Decoding barcoding: everything you’ve ever wanted to know about traceability
Managing safety along the food supply chain is incredibly hard. I remember listening to Amy Kircher give a talk at last year’s Women In Agribusiness conference where she presented the “84 ingredients of your favorite cheeseburger.” Each of those 84 ingredients move through their own supply chain before reaching your plate. As you can imagine, tracking the inputs through these chains is a complex and chaotic process.
I’ve been working with our customers to cut down on this complexity and wanted to share some of the best practices we’ve developed.
What is a barcode?
Barcodes represent data visually. Did you know the barcodes you see on items in your grocery store have meaning beyond just inventory control?
For example, below is a barcode I have right here on my desk. The 6 digits: 722252 identify the UPC company prefix. Add in the 0 and you’ve got your GS1 company prefix. In this case, it’s the prefix for Clif Bar. Together, the entire barcode number: 0722252266194 identifies the company and product — Clif Bar Peanut Butter Banana with Dark Chocolate. The barcode also tells me that USA is the country of origin.
Most large commercial growers are used to some barcoding. When a head of lettuce is harvested off the production line and placed in packaging, it is assigned a barcode similar to the one above, with a company prefix and product number. In the case of a recall, a grocery can notify the grower/shipper of the recalled item and they can identify all other items originating from the same lot.
This is an important system. It is designed to mitigate damage to the consumer from the outbreak. However, it doesn’t help growers avoid the risk of an outbreak in the future. For any grower, this is a real challenge.
Transparency for growers
Now imagine if I could scan a barcode and see where the Clif Bars were manufactured, where the organic brown rice syrup or peanuts were sourced, who handled each ingredient, how long items were in inventory before being processed, and for that matter, how long the box I bought was sitting in inventory or on a store shelf before I purchased it.
I may not be that interested in this data, but Clif Bar probably is. If a product is recalled, I should want to know what specifically led to the recall. Was it a peanut that we purchased on a given date? If so, who supplied it? What lot did that peanut supply come from? Who harvested it? What happened in that field to cause the outbreak? How does the grower stop it from happening again?
For our customers, a case of lettuce can be contaminated by any number of things. The water source, pests, equipment, tools, and human hands can all spread harmful organisms to crops.
We can mitigate this risk of outbreak with a transparent and secure system of record. We call this a “Batch Profile” in Agrilyst. Each group of same-variety units seeded on the same day is considered a unique batch and will contain a full record of everything that ever happens to it. A grower can see the seed date, harvest date, yield, activity log, who handled the produce at various stages of growth, the lot number or batch ID, photos of the crop, input and supplier information (seed information shown below), and more.

CHALLENGE A:
Collect every line in the entries that contains the string "blue".
The food-traceability article and the entries have nothing to do with each other.

DATA PROVIDED:
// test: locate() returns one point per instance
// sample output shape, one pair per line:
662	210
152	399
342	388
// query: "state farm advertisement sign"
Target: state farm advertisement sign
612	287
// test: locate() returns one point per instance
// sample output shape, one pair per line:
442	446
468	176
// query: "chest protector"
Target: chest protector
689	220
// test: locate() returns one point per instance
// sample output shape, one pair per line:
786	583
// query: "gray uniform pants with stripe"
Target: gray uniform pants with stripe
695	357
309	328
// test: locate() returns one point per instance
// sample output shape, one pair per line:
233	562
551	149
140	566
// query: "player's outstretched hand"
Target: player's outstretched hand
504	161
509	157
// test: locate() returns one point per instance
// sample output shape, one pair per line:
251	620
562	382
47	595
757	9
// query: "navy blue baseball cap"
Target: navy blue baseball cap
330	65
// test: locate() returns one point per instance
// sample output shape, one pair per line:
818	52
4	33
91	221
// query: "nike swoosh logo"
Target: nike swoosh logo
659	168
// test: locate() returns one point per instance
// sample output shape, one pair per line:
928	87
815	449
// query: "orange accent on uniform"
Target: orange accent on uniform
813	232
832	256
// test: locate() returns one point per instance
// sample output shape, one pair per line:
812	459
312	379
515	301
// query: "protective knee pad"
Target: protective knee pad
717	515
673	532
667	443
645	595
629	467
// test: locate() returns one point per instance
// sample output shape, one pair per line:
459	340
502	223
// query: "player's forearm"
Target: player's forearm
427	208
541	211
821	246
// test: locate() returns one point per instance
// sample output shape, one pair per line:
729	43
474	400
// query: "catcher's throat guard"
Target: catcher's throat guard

CHALLENGE B:
Proceed with the barcoding and traceability article, picking up after its last sentence.

FINAL ANSWER A:
// query: "navy blue baseball cap"
Target: navy blue baseball cap

FINAL ANSWER B:
In the case of a recall, a grower won’t be limited to inventory and lot-level information. They can now find out everything that happened to the individual batch, and identify ways to stop an outbreak from happening in the future.
We’re even thinking about how to use AI to identify and reduce predictable outbreak events.
Barcoding isn’t only about safety
It’s also about better operations. We’re so used to using UPC codes for cases of product, so why aren’t we looking at using similar tracking throughout operations. See those popsicle sticks in the picture below? That’s a pretty common way to identify crop batches. I’ve seen growers using straws, plant stakes, stickers, and even old conference badges as props to write some simple identifiers on.
Typically growers want to see the seed date, variety, quantity, and maybe harvest date on a plant tag. This can all be done with barcodes.
Tips for better barcoding
- Barcodes don’t need to be the same as the UPC codes used for shipping. This is something that often confuses growers. Growers want to assign the same UPC code to a batch. Because a batch is a unique item in Agrilyst, it needs a unique code. Think of it separately from a UPC. It’s a production-level barcode. This helps ensure full traceability from seed through harvest. The UPC code then takes over for harvest through consumption.
- Assign one barcode to one batch. It takes time to print barcodes onto stakes or stickers and no one should be spending labor hours sticking barcodes to each individual tray or channel. Place a sticker or stake on the frontmost visible unit and you should be good to go. If you really want to add one barcode per unit in a batch, you can do that, it’ll just take a little extra time.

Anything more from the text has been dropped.